◆ BRIEF ◆
Rewrite every one of the entries below with "even-odd" replaced by "nonzero" and nothing else changed. Leave out the pictures.

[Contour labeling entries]
— Begin —

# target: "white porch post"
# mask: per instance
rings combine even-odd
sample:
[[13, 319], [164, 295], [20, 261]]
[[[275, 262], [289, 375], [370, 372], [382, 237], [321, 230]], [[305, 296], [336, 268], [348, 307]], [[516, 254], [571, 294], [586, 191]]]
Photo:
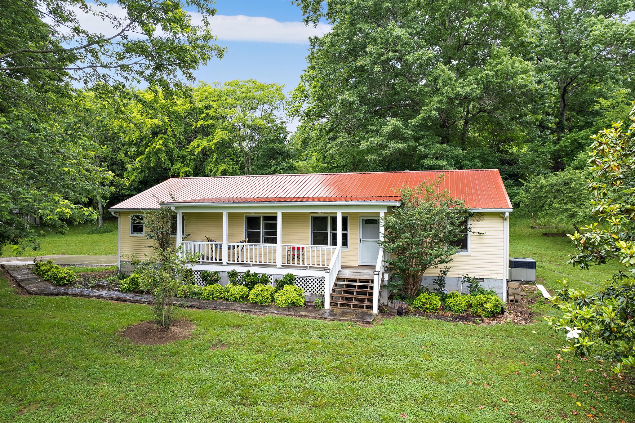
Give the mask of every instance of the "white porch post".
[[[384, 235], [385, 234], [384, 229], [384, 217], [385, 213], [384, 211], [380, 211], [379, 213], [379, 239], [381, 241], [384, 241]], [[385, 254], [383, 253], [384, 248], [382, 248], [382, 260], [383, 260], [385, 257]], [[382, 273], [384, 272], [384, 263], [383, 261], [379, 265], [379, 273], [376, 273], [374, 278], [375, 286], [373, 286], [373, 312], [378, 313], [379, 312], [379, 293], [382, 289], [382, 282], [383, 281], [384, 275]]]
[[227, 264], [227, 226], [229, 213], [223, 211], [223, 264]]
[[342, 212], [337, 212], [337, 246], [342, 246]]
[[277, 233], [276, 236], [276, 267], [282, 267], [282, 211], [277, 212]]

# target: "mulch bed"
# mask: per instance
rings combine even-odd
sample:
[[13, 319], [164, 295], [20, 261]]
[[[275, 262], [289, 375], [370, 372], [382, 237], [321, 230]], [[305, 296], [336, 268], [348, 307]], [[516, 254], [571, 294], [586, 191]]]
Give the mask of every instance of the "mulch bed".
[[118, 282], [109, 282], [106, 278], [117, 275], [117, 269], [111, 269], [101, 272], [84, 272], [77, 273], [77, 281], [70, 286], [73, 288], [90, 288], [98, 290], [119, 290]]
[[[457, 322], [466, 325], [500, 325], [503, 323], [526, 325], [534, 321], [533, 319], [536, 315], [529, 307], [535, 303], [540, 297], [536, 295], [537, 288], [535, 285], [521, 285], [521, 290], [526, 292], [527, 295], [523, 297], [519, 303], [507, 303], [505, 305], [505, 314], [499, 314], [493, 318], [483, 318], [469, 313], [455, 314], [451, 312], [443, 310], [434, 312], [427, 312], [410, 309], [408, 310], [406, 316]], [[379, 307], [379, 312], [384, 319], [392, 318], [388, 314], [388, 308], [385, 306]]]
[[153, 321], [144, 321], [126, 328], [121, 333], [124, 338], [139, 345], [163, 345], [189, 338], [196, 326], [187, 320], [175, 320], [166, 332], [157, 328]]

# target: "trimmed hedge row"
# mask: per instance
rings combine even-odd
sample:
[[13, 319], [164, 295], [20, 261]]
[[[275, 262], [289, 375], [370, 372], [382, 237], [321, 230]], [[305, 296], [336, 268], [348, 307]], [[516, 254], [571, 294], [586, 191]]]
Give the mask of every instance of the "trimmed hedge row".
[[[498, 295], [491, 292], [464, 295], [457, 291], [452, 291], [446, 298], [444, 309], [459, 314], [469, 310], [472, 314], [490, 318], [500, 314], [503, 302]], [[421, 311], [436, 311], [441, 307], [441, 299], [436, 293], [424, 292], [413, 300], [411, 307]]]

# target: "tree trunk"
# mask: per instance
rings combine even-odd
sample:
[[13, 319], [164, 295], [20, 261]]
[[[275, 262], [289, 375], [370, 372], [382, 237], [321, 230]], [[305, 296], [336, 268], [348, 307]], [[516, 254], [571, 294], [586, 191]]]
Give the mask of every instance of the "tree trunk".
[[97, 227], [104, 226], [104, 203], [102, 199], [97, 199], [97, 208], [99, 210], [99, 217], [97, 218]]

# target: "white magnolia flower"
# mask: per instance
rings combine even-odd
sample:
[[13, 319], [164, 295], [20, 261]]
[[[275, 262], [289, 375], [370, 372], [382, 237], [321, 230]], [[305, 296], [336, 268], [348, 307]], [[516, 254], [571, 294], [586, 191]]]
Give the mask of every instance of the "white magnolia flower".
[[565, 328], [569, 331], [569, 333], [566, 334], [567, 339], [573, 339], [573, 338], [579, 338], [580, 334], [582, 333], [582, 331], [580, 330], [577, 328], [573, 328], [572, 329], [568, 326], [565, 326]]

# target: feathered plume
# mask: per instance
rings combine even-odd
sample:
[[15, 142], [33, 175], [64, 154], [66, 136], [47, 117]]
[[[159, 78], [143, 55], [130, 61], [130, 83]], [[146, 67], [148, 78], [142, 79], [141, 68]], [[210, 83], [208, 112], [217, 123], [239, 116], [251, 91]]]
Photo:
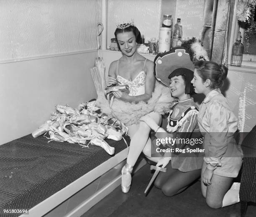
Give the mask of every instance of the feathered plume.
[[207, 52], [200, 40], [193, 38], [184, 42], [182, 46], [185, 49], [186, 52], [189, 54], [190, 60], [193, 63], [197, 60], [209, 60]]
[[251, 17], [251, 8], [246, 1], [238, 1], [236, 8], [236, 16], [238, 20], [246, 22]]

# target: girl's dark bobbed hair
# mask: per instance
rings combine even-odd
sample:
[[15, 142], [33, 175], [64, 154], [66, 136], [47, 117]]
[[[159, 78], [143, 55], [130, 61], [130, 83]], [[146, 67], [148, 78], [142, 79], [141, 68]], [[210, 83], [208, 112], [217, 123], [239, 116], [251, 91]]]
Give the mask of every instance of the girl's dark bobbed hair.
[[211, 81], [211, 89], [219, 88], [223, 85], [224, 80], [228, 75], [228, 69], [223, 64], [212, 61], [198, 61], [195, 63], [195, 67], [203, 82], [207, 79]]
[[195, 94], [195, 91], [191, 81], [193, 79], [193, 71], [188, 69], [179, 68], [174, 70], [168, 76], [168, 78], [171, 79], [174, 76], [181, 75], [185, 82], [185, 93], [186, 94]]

— End —

◆ WRITTEN SOLUTION ◆
# target: "white porch post"
# mask: per instance
rings combine nonzero
sample:
[[13, 319], [164, 295], [20, 261]]
[[[275, 262], [289, 375], [370, 372], [382, 237], [321, 230]], [[305, 296], [336, 268], [348, 307]], [[516, 254], [571, 294], [586, 191]]]
Photo:
Give the mask of every instance of the "white porch post".
[[[384, 235], [385, 234], [384, 229], [384, 217], [385, 213], [384, 211], [380, 211], [379, 213], [379, 239], [381, 241], [384, 241]], [[385, 254], [383, 253], [384, 248], [382, 248], [382, 260], [383, 260], [385, 257]], [[382, 273], [384, 272], [384, 263], [383, 261], [379, 265], [379, 273], [376, 273], [374, 278], [375, 286], [373, 286], [373, 312], [378, 313], [379, 312], [379, 293], [382, 289], [382, 282], [383, 281], [384, 275]]]
[[227, 264], [227, 226], [229, 213], [223, 211], [223, 264]]
[[342, 212], [337, 212], [337, 246], [342, 246]]
[[277, 233], [276, 236], [276, 267], [282, 267], [282, 211], [277, 212]]

# target: "mulch bed"
# mask: per instance
rings combine nonzero
sample:
[[13, 319], [164, 295], [20, 261]]
[[[275, 262], [289, 375], [370, 372], [382, 237], [321, 230]], [[305, 296], [336, 268], [348, 307]], [[516, 254], [571, 294], [586, 191]]]
Give the mask of every instance of the "mulch bed".
[[118, 282], [109, 282], [106, 278], [117, 275], [117, 269], [111, 269], [101, 272], [84, 272], [77, 273], [77, 281], [70, 286], [73, 288], [90, 288], [98, 290], [119, 290]]
[[[457, 322], [466, 325], [500, 325], [503, 323], [526, 325], [534, 321], [533, 319], [536, 315], [529, 307], [535, 303], [540, 297], [536, 295], [537, 288], [535, 285], [521, 285], [521, 290], [526, 292], [527, 295], [523, 297], [519, 303], [507, 303], [505, 305], [505, 314], [499, 314], [493, 318], [483, 318], [469, 313], [455, 314], [451, 312], [443, 310], [434, 312], [427, 312], [410, 309], [408, 310], [406, 316]], [[379, 307], [379, 312], [384, 319], [392, 318], [388, 314], [388, 308], [385, 306]]]
[[153, 321], [144, 321], [126, 328], [121, 333], [124, 338], [139, 345], [163, 345], [189, 338], [196, 326], [187, 320], [175, 320], [166, 332], [157, 328]]

# target: "trimmed hedge row"
# mask: per instance
rings combine nonzero
sample:
[[13, 319], [164, 295], [20, 261]]
[[[275, 262], [289, 375], [370, 372], [382, 237], [321, 230]], [[305, 296], [336, 268], [348, 307]], [[516, 254], [571, 294], [586, 191]]]
Give the mask of every instance of the "trimmed hedge row".
[[[498, 295], [491, 292], [464, 295], [457, 291], [452, 291], [446, 298], [444, 309], [459, 314], [469, 310], [472, 314], [490, 318], [500, 314], [503, 302]], [[421, 311], [436, 311], [441, 307], [441, 299], [436, 293], [424, 292], [413, 300], [411, 307]]]

# target: "tree trunk"
# mask: per instance
rings combine nonzero
sample:
[[13, 319], [164, 295], [20, 261]]
[[[275, 262], [289, 375], [370, 372], [382, 237], [321, 230]], [[305, 296], [336, 268], [348, 307]], [[516, 254], [571, 294], [586, 191]]]
Give the mask of every instance of the "tree trunk".
[[97, 227], [104, 226], [104, 203], [102, 199], [97, 199], [97, 208], [99, 210], [99, 217], [97, 218]]

# target: "white magnolia flower"
# mask: per instance
rings combine nonzero
sample:
[[13, 319], [164, 295], [20, 261]]
[[[275, 262], [289, 375], [370, 372], [382, 237], [321, 230]], [[305, 296], [336, 268], [348, 307]], [[516, 254], [571, 294], [586, 191]]]
Give the mask of every instance of the "white magnolia flower".
[[565, 328], [569, 331], [569, 333], [566, 334], [567, 339], [573, 339], [573, 338], [579, 338], [580, 334], [582, 333], [582, 331], [580, 330], [577, 328], [573, 328], [572, 329], [568, 326], [565, 326]]

# target: feathered plume
# mask: per instance
rings combine nonzero
sample:
[[15, 142], [33, 175], [64, 154], [66, 136], [47, 117]]
[[[159, 78], [143, 55], [130, 61], [130, 83]], [[146, 67], [148, 78], [142, 79], [141, 68]], [[210, 83], [208, 112], [217, 123], [239, 116], [251, 91]]]
Photo:
Give the mask of every instance of the feathered plume.
[[207, 52], [200, 40], [193, 38], [184, 42], [182, 46], [185, 49], [186, 52], [189, 54], [190, 60], [193, 63], [197, 60], [209, 60]]
[[251, 17], [251, 8], [246, 1], [238, 1], [236, 8], [236, 16], [238, 20], [246, 22]]

# target: girl's dark bobbed hair
# mask: per instance
rings combine nonzero
sample:
[[15, 142], [33, 175], [64, 154], [66, 136], [47, 117]]
[[[159, 78], [143, 55], [130, 61], [130, 83]], [[146, 67], [148, 78], [142, 79], [141, 68]], [[210, 83], [208, 112], [217, 123], [239, 116], [251, 91]]]
Give the mask of every instance of the girl's dark bobbed hair.
[[211, 81], [211, 89], [219, 88], [223, 85], [224, 80], [228, 75], [228, 69], [223, 64], [212, 61], [198, 61], [195, 63], [195, 67], [203, 82], [207, 79]]
[[195, 94], [195, 91], [191, 81], [193, 79], [193, 71], [188, 69], [179, 68], [174, 70], [168, 76], [168, 78], [171, 79], [174, 76], [181, 75], [185, 82], [185, 93], [186, 94]]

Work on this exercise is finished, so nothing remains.